Location identification items:

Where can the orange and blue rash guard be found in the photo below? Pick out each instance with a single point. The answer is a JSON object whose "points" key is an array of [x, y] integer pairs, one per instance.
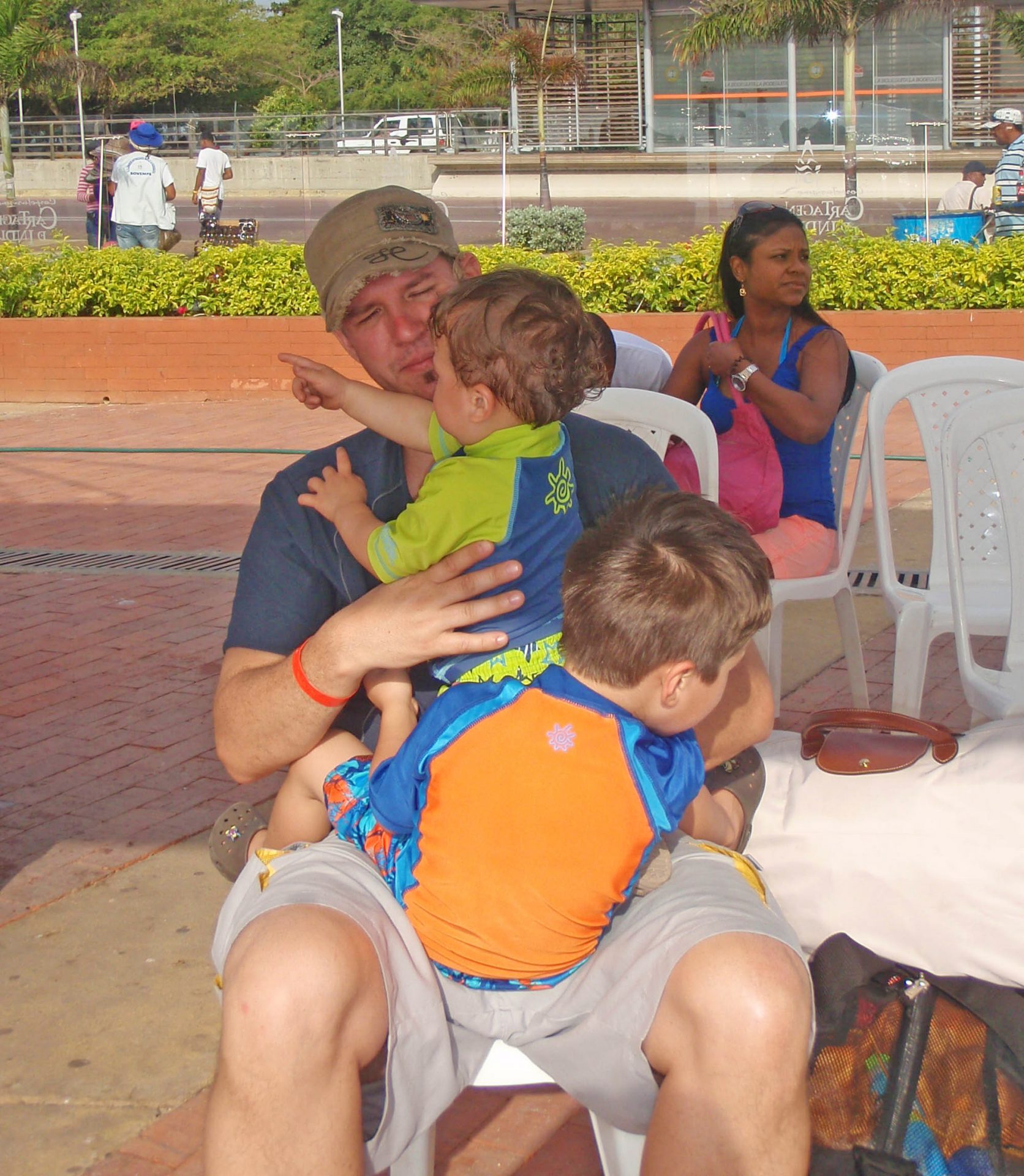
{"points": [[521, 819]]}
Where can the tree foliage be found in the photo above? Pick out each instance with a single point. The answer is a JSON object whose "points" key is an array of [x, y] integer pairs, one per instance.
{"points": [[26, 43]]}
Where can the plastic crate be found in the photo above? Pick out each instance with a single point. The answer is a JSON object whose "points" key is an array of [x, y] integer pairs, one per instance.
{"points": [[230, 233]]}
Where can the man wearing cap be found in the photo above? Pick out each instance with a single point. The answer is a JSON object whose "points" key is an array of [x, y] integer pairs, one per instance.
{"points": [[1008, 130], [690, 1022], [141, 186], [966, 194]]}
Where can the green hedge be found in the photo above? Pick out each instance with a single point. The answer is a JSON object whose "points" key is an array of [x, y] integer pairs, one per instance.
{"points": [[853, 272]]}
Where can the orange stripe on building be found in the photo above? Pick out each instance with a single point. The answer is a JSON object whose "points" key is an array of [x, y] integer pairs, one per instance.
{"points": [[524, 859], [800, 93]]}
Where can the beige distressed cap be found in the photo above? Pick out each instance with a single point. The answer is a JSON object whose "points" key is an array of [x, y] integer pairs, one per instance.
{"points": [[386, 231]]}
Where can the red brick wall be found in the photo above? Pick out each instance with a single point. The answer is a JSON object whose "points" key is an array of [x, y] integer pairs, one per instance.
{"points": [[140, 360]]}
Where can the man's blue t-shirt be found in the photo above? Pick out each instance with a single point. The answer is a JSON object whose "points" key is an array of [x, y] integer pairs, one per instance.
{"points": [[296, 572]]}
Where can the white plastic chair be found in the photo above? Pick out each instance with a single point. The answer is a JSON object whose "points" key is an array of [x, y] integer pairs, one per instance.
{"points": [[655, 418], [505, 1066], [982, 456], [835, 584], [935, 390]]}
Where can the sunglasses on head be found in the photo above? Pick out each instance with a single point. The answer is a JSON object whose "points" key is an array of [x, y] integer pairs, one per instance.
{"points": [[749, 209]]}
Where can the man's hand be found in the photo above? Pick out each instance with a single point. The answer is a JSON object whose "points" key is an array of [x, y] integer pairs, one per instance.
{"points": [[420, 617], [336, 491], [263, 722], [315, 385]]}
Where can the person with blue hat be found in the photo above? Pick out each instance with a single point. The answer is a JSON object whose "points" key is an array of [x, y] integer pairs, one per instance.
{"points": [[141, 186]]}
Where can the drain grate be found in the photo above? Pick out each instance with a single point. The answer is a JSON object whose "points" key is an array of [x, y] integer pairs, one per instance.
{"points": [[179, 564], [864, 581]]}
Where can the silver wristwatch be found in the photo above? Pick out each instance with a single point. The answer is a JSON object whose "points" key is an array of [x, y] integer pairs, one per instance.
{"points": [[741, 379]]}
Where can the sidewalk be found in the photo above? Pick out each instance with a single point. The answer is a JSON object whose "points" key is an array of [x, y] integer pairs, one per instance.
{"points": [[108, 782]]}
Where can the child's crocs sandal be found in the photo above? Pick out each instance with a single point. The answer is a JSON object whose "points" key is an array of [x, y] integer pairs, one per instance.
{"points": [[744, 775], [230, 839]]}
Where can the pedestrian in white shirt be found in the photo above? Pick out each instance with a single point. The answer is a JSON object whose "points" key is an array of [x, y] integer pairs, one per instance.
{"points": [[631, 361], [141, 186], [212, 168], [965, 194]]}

◆ **EXERCISE**:
Format the lines of the items as a JSON list of strings, one string per line and no blank lines, starting at the line containing "Where can the drain" and ending with the last line of the items.

◆ **OUTPUT BELOW**:
[
  "Where can the drain grate be found in the photo above? Pick out each instance with a single point. The answer is a JSON object whose \"points\" key is an array of [x, y] integer pairs, one per instance.",
  "{\"points\": [[179, 564], [864, 581]]}",
  "Where can the silver wristwatch be found in the photo above? Pick out each instance with a single point. The answer is a JSON object whose \"points\" key is an array of [x, y] integer pairs, one per instance.",
  "{\"points\": [[741, 379]]}",
  "Where can the sidewalk be found in the photo above? Pick out each instance with a single point. The answer is a JSON object whose \"points\" key is an array of [x, y] integer pairs, one per instance.",
  "{\"points\": [[108, 782]]}",
  "Where can the child's crocs sandal be found in the photo above? Pick out each instance with a single point. The answer is a JSON object whose \"points\" key is an array of [x, y] integer pairs, one per instance.",
  "{\"points\": [[744, 775], [230, 839]]}",
  "Where can the pedestrian in white shirt be found in the photo above? Pick out each instance with a single point. The answer is a JSON object whose \"points\" key is an array of [x, y] integer pairs, one per instance.",
  "{\"points\": [[631, 361], [141, 186], [212, 168], [965, 194]]}"
]